Given instruction
Which lines of the material below contain the word "trace"? Report each of them in full.

Available data
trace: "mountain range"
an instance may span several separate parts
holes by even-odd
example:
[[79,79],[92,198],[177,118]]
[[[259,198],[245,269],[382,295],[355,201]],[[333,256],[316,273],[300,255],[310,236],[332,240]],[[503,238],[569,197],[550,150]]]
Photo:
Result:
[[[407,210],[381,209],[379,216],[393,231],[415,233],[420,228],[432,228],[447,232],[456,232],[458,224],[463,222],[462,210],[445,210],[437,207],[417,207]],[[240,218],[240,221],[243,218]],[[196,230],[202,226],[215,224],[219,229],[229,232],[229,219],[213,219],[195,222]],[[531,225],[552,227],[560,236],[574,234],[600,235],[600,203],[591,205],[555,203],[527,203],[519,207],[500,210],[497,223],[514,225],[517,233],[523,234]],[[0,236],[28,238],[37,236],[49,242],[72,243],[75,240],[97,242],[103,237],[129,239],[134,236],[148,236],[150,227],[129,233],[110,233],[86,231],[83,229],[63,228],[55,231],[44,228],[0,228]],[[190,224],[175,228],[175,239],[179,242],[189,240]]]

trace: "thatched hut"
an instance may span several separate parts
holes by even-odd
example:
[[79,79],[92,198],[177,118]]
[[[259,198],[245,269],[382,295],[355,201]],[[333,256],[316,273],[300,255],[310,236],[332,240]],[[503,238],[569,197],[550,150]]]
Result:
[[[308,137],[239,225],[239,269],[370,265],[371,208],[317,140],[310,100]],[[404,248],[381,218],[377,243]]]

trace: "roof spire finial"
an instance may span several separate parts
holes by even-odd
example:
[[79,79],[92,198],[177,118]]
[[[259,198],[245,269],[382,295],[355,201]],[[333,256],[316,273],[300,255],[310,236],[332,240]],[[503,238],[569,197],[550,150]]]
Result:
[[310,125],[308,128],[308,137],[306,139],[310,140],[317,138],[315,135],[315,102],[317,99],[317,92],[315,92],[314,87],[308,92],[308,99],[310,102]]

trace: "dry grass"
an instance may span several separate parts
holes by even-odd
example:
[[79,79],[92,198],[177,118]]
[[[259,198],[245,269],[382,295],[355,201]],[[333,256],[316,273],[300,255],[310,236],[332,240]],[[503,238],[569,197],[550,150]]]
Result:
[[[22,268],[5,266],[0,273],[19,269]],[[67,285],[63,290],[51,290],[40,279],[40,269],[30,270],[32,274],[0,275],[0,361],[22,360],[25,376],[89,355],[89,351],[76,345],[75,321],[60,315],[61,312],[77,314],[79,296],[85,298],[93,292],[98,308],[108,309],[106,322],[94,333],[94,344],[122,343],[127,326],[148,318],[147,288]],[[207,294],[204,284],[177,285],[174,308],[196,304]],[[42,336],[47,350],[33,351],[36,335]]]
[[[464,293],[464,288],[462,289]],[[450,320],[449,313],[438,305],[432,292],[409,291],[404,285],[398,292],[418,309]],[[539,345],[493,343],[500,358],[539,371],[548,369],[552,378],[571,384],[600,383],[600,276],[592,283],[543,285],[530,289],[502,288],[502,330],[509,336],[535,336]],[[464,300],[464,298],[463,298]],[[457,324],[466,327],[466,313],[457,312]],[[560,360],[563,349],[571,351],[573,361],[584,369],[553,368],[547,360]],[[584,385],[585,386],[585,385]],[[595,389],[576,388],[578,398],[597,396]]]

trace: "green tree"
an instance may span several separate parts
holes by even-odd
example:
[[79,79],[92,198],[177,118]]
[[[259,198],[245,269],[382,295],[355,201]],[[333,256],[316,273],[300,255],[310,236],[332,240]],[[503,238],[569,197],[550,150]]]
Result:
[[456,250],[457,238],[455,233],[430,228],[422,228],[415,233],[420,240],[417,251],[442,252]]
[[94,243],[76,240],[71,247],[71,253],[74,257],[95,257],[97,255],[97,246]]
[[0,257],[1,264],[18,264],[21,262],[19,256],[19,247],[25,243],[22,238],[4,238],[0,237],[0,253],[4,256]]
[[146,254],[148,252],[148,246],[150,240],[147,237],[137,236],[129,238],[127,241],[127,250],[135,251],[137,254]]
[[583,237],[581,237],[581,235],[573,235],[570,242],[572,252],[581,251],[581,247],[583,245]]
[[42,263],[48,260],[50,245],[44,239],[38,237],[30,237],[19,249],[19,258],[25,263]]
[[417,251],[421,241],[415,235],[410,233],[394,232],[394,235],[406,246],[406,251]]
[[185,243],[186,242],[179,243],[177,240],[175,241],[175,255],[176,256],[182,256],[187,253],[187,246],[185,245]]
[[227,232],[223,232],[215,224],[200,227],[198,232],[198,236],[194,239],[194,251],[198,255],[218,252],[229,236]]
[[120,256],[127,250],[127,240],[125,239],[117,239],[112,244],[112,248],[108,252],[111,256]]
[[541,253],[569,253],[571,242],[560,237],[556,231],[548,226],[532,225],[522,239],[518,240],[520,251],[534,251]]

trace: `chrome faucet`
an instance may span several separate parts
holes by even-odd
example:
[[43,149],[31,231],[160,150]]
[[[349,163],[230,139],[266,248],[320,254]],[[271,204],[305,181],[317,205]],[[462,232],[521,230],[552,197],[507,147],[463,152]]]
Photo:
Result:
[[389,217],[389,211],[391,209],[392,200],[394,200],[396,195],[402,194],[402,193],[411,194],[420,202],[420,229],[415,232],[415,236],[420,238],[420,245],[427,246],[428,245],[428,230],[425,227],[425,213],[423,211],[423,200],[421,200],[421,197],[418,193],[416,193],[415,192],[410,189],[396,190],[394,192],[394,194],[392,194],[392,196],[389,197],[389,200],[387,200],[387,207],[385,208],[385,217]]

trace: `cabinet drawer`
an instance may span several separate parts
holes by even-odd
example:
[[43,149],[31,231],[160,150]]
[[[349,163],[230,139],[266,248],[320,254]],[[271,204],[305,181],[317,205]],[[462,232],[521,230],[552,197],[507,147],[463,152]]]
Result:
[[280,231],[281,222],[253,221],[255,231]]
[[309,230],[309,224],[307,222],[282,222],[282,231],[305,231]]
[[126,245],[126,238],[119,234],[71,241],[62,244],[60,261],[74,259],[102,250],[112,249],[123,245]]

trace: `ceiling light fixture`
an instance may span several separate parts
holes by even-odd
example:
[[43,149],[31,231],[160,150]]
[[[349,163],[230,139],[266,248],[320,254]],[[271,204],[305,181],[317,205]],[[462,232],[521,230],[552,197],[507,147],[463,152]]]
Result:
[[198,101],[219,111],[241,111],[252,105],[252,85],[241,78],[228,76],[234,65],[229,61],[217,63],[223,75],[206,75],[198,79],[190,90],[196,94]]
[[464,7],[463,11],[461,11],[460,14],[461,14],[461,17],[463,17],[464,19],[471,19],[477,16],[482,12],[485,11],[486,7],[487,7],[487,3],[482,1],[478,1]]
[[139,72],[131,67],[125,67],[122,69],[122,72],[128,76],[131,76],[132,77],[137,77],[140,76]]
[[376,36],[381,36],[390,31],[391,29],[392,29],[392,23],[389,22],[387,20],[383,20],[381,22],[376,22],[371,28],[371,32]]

Reply to the task
trace: "mountain range"
trace: "thatched hut"
trace: "roof spire finial"
trace: "dry grass"
trace: "green tree"
trace: `chrome faucet`
trace: `cabinet drawer`
trace: `ceiling light fixture`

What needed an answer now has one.